[Reading text]
▼

Artificial K-Intelligence

Published:

EXECUTIVE SUMMARY

The Korean drama (KDrama) industry has witnessed a remarkable rise in global popularity, captivating audiences with its unique blend of elements. Despite this success, the industry faces significant challenges due to increasing production costs. Striking a balance between creative expression and financial constraints has become a priority for producers seeking innovative ways to create high-quality series that resonate with viewers.

By leveraging machine learning models and the SHapley Additive exPlanations (SHAP) method, producers can better navigate these challenges and develop high-quality series that appeal to their target audience.

An analysis of the TMDB KDramas 2022 dataset using AI has revealed intriguing insights into the factors influencing KDrama series’ popularity. Certain themes and narratives appear to resonate more with viewers, while others garner less interest. Series based on novels or comics, exploring horror themes, or focusing on boss/employee relationships have higher appeal compared to love triangles, mini-series, and suspense-driven plots. Additionally, historical themes may negatively impact the popularity of high budget, low rating series.

▲

[Brief 1] Retype the KDrama analysis between "EXECUTIVE SUMMARY" and "resonate with viewers.", inclusive.

[Material for this task]
▼

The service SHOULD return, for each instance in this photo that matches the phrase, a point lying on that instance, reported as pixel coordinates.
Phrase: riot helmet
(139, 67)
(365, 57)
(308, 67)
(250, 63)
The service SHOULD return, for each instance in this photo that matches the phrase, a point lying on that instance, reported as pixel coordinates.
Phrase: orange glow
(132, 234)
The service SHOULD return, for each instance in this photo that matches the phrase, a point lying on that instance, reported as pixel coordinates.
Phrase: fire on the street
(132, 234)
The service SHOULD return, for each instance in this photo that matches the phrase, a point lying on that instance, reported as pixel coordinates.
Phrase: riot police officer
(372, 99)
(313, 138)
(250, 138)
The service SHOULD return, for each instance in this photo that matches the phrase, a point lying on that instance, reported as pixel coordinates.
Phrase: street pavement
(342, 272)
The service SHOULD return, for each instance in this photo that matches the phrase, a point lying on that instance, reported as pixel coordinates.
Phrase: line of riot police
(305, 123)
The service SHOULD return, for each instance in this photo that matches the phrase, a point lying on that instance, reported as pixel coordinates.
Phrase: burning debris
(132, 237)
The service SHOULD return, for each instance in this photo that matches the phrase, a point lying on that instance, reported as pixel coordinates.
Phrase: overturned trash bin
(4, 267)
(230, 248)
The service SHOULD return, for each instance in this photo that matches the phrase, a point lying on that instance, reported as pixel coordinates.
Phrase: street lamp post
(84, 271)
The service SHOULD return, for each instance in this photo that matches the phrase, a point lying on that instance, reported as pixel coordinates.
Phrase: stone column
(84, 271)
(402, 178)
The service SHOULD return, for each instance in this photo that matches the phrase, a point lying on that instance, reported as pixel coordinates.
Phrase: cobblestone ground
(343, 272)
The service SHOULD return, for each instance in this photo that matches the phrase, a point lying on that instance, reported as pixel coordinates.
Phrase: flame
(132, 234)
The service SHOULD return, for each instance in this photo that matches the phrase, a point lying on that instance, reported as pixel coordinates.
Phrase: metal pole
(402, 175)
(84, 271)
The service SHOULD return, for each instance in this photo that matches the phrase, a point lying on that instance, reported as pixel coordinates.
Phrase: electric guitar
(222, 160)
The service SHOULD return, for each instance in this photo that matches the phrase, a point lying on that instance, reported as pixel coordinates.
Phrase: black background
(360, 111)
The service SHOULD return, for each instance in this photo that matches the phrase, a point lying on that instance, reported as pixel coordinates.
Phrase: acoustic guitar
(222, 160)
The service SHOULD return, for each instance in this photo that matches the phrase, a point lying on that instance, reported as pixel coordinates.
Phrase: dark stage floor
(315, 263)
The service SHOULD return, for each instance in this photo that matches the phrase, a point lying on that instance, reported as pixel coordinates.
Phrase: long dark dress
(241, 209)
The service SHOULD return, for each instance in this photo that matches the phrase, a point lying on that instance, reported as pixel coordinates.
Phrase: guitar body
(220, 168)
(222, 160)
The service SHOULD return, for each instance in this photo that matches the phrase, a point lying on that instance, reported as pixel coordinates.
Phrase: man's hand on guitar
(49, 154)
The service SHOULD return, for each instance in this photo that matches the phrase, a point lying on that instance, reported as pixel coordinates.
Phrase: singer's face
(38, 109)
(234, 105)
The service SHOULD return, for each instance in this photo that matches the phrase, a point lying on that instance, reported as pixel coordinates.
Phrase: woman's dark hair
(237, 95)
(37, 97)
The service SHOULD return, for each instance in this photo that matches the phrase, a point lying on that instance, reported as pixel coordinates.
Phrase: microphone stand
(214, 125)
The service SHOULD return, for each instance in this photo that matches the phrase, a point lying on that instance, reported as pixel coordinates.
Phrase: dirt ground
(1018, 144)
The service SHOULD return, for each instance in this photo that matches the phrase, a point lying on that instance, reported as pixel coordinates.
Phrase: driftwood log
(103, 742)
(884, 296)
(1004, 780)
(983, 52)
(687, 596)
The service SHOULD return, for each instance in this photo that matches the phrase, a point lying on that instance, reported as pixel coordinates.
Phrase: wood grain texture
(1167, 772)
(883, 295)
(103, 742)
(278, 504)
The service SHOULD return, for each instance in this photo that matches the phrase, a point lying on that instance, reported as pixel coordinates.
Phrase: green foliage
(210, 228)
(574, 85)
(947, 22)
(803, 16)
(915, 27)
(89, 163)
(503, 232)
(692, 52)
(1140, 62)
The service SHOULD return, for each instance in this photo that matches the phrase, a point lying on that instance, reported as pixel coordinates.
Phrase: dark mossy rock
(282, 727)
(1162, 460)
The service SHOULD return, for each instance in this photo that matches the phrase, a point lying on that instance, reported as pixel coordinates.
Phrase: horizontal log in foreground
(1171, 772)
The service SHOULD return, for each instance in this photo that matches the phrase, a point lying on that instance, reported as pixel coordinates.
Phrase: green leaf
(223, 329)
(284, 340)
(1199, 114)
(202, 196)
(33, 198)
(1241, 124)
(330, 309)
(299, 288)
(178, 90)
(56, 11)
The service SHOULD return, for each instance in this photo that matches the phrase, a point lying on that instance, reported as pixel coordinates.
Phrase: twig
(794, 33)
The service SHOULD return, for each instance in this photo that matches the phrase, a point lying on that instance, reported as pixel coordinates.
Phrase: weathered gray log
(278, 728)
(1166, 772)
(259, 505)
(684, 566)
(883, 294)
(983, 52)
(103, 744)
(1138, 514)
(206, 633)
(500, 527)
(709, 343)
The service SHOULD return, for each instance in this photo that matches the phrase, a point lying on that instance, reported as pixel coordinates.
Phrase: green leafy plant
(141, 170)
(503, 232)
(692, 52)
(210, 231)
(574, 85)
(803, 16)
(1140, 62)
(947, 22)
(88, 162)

▲

[Brief 2] Show every line of the records that contains the string "riot".

[Complete response 1]
EXECUTIVE SUMMARY

The Korean drama (KDrama) industry has witnessed a remarkable rise in global popularity, captivating audiences with its unique blend of elements. Despite this success, the industry faces significant challenges due to increasing production costs. Striking a balance between creative expression and financial constraints has become a priority for producers seeking innovative ways to create high-quality series that resonate with viewers.

[Complete response 2]
Phrase: riot helmet
Phrase: riot police officer
Phrase: line of riot police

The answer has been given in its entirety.